EXCERPTED TEXT
____
Calvin Powers interviewed Shemekia for his two-hour long Americana Music Show. #266 is about Shemekia and Outskirts Of Love. “Shemekia plays tracks from Outskirts Of Love and talks about learning the business from her father and listening to country music in Harlem,” he says.

Extracts:

Shemekia Copeland talks about her father Johnny Copeland. She says he was a Texan and a proud Texan, but he left Houston in the 70s because she says there was nothing happening for live music. She says, “Disco came into play and live music wasn’t happening.” So he decided to come up to Harlem. He played local clubs around there. She says Johnny Copeland met her mom at the Top Club. He made records in New York in the 80’s. Shemekia was born in ‘79. She started singing when she was very little. She says the first time her father brought her out on stage, she was 9 or 10 years old at the Cotton Club. Shew was very nervous and didn’t want to do it.
____
SUPPLIED INFORMATION
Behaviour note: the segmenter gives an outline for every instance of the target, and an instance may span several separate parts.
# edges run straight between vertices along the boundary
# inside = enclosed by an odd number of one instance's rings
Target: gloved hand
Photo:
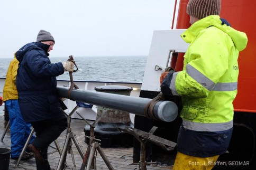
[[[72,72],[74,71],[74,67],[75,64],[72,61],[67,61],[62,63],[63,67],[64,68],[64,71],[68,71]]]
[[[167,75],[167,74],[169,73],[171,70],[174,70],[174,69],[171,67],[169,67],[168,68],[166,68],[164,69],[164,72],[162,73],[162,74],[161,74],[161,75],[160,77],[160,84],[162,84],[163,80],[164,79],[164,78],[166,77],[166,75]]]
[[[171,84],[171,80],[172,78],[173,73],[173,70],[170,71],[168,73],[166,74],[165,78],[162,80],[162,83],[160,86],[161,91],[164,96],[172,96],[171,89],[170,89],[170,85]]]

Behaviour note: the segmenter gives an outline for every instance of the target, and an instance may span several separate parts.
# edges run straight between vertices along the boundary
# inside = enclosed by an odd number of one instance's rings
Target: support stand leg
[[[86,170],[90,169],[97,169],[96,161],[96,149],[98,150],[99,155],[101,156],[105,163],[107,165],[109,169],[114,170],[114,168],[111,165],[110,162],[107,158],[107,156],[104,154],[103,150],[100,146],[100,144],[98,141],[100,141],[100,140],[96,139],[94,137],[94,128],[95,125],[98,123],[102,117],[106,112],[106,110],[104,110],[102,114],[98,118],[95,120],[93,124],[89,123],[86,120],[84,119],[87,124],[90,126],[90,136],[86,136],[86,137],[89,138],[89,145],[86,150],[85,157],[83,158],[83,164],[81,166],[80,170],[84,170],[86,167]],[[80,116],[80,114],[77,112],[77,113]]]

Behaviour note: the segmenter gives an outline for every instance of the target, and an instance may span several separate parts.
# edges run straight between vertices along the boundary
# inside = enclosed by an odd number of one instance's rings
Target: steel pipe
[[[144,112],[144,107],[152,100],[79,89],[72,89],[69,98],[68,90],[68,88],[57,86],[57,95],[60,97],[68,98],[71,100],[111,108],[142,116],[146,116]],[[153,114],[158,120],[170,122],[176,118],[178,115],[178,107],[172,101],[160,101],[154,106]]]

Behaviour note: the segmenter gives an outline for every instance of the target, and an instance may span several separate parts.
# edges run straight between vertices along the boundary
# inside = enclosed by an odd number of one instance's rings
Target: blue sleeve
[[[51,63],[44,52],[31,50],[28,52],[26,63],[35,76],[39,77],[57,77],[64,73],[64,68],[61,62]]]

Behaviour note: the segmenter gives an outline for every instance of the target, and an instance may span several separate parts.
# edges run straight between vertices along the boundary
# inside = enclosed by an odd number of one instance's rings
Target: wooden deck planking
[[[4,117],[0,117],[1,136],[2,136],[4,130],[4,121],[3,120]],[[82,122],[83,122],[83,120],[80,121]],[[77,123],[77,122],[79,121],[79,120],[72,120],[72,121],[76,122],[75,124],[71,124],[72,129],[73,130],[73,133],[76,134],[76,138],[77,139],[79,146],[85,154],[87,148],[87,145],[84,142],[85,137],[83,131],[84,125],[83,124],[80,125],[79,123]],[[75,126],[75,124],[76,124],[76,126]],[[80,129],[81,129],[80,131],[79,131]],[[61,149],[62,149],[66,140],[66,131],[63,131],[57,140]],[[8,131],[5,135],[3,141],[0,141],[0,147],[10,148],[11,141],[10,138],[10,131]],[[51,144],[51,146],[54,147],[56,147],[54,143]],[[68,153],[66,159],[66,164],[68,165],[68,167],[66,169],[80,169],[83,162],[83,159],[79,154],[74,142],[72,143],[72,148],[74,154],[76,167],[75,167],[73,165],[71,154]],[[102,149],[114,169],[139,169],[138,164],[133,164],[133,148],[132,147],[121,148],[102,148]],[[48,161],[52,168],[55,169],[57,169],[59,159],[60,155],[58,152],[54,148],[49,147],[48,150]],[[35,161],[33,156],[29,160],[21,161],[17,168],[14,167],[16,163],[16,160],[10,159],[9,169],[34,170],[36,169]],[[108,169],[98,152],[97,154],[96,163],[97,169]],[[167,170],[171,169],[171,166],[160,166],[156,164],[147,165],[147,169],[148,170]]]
____
WORK TO COMPLETE
Extend the Shemekia Copeland interview extracts above with a few more sentences that follow on from the final line.

EXERCISE OUTPUT
Shemekia Copeland talks about how she met John Hahn because he worked with her father, Johnny Copeland, before he died and since then they’ve been working together since she was very young. She says they talk almost every day and he gets her so well that the songs they write together are tailor-made for her.

Shemekia Copeland sets up “Driving Out Of Nashville.” She says Nashville is for musicians like Los Angeles is for actors. Everybody thinks you show up there and become a star. And that’s not how it happens. This is a story about a girl who “went through some things” in Nashville.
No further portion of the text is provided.